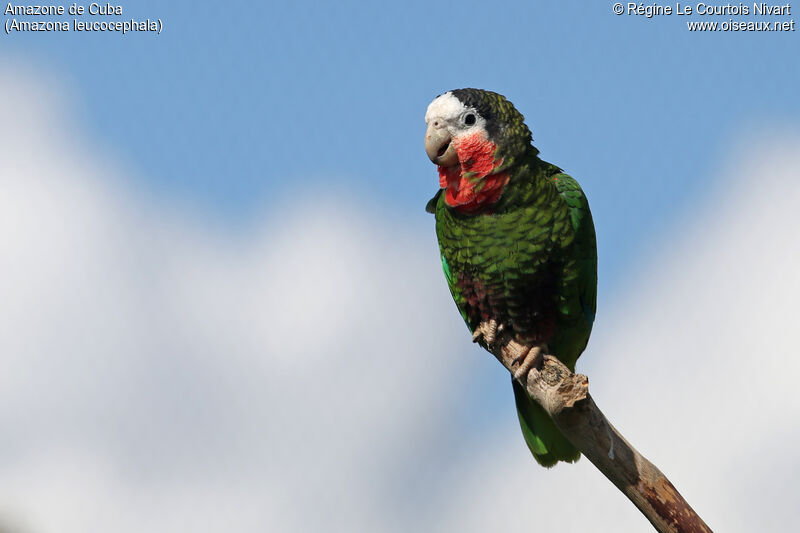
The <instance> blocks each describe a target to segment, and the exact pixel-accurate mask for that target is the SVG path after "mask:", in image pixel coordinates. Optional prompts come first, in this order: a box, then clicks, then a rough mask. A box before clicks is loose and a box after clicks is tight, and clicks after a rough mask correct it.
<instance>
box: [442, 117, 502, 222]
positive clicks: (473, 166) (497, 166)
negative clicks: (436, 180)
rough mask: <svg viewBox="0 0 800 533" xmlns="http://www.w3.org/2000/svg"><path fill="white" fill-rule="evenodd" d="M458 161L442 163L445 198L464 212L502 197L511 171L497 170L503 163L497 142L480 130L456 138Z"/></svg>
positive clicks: (484, 206) (455, 148) (443, 186)
mask: <svg viewBox="0 0 800 533" xmlns="http://www.w3.org/2000/svg"><path fill="white" fill-rule="evenodd" d="M452 142H453V147H454V148H455V149H456V153H458V161H459V164H458V165H454V166H452V167H439V187H441V188H442V189H446V191H445V195H444V200H445V202H446V203H447V205H449V206H450V207H453V208H455V209H456V210H457V211H460V212H462V213H470V212H473V211H477V210H478V209H481V208H483V207H485V206H488V205H492V204H493V203H495V202H496V201H497V200H499V199H500V194H502V192H503V188H504V187H505V186H506V184H507V183H508V174H507V173H505V172H497V173H494V171H495V170H496V169H497V168H498V167H499V166H500V165H502V164H503V159H502V158H495V155H494V154H495V151H496V150H497V145H496V144H494V143H493V142H492V141H490V140H489V139H487V138H486V134H485V133H484V132H477V133H473V134H471V135H466V136H463V137H457V138H455V139H453V141H452Z"/></svg>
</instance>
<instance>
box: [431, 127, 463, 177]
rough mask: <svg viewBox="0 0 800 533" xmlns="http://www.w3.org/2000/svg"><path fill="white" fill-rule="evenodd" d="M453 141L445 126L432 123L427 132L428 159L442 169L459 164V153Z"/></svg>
mask: <svg viewBox="0 0 800 533" xmlns="http://www.w3.org/2000/svg"><path fill="white" fill-rule="evenodd" d="M452 141H453V139H452V138H451V137H450V134H449V133H448V132H447V129H446V128H444V127H443V126H441V125H439V124H437V123H436V122H432V123H431V124H429V125H428V131H426V132H425V152H426V153H427V154H428V158H429V159H430V160H431V161H433V162H434V163H435V164H437V165H439V166H440V167H452V166H453V165H456V164H458V153H457V152H456V148H455V146H453V142H452Z"/></svg>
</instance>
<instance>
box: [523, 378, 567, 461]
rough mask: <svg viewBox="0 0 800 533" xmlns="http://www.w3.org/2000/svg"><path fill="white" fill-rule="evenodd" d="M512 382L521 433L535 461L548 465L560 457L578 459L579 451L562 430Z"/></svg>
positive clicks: (530, 399) (556, 459)
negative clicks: (526, 443)
mask: <svg viewBox="0 0 800 533" xmlns="http://www.w3.org/2000/svg"><path fill="white" fill-rule="evenodd" d="M511 383H512V385H513V387H514V399H515V400H516V402H517V414H518V415H519V425H520V426H521V427H522V435H523V436H524V437H525V442H526V443H528V448H530V450H531V453H532V454H533V458H534V459H536V462H537V463H539V464H540V465H542V466H546V467H548V468H549V467H551V466H553V465H555V464H556V463H557V462H559V461H566V462H568V463H574V462H575V461H577V460H578V458H579V457H580V456H581V453H580V452H579V451H578V450H577V449H575V447H574V446H573V445H572V444H570V442H569V441H568V440H567V439H566V437H564V435H562V434H561V432H560V431H559V430H558V428H557V427H556V425H555V424H554V423H553V420H552V419H551V418H550V416H549V415H548V414H547V413H546V412H545V410H544V409H542V407H541V406H540V405H539V404H538V403H536V402H535V401H533V400H531V399H530V398H529V397H528V393H526V392H525V389H523V388H522V385H520V384H519V383H517V382H516V380H512V382H511Z"/></svg>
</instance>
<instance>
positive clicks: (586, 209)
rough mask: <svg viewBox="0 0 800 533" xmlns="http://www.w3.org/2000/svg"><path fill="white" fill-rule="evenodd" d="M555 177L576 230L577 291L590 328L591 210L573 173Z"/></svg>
mask: <svg viewBox="0 0 800 533" xmlns="http://www.w3.org/2000/svg"><path fill="white" fill-rule="evenodd" d="M552 180H553V182H554V183H555V185H556V189H558V192H559V193H560V194H561V197H562V198H563V199H564V201H565V202H566V204H567V206H568V207H569V212H570V220H571V221H572V227H573V228H574V229H575V241H574V244H573V249H574V250H575V253H574V259H575V262H576V268H577V272H576V274H577V281H578V293H579V298H580V301H581V307H582V311H583V314H584V316H585V319H586V321H587V322H588V323H589V327H590V329H591V325H592V324H593V323H594V317H595V313H596V312H597V244H596V241H595V239H596V238H595V232H594V222H592V212H591V211H590V210H589V201H588V200H587V199H586V195H585V194H583V189H581V186H580V185H579V184H578V182H577V181H576V180H575V179H574V178H573V177H572V176H569V175H567V174H564V173H559V174H556V175H554V176H553V178H552Z"/></svg>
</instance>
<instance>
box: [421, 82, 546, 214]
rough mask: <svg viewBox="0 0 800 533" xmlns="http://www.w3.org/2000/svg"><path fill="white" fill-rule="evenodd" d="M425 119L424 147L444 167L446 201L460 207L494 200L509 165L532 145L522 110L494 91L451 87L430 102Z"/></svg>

### Task directions
What you return must be the lines above that run from the line with "box: [431, 127, 463, 177]" to the line with "positive clicks: (530, 399) (556, 459)", inclusive, each copied exactly.

### Expected output
box: [431, 127, 463, 177]
rough mask: <svg viewBox="0 0 800 533" xmlns="http://www.w3.org/2000/svg"><path fill="white" fill-rule="evenodd" d="M453 141L445 126L432 123L427 132L428 159L442 169L459 164V153Z"/></svg>
mask: <svg viewBox="0 0 800 533" xmlns="http://www.w3.org/2000/svg"><path fill="white" fill-rule="evenodd" d="M452 141H453V139H452V138H451V137H450V134H449V133H448V132H447V129H446V128H444V127H443V126H441V125H439V124H437V123H436V122H432V123H431V124H429V125H428V131H426V132H425V152H426V153H427V154H428V158H429V159H430V160H431V161H433V162H434V163H435V164H437V165H439V166H440V167H452V166H453V165H456V164H458V153H457V152H456V148H455V146H453V142H452Z"/></svg>
</instance>
<instance>
box: [523, 378, 567, 461]
rough mask: <svg viewBox="0 0 800 533" xmlns="http://www.w3.org/2000/svg"><path fill="white" fill-rule="evenodd" d="M512 382L521 433L535 461L548 465L560 457L578 459L579 451L562 430Z"/></svg>
positive clicks: (530, 399) (556, 459)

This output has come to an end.